# Problem to work on
How many lines below contain the word "Target"? Reply with the number alone.

Dataset items
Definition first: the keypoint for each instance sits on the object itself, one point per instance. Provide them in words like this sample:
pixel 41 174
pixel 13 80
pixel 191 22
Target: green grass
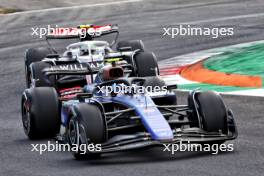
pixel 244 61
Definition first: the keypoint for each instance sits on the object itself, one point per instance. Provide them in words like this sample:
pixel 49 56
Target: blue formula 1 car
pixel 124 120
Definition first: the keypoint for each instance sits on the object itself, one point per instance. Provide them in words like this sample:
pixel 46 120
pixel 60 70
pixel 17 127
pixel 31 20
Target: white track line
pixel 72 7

==

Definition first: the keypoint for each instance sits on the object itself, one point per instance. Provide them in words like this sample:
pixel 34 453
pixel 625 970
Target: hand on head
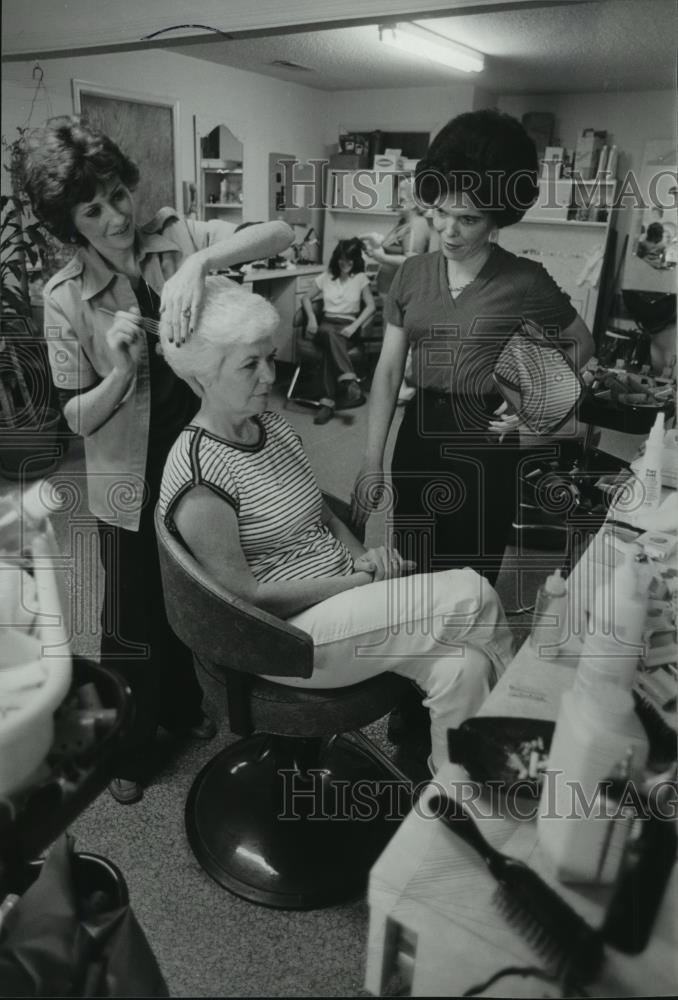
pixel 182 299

# Task output
4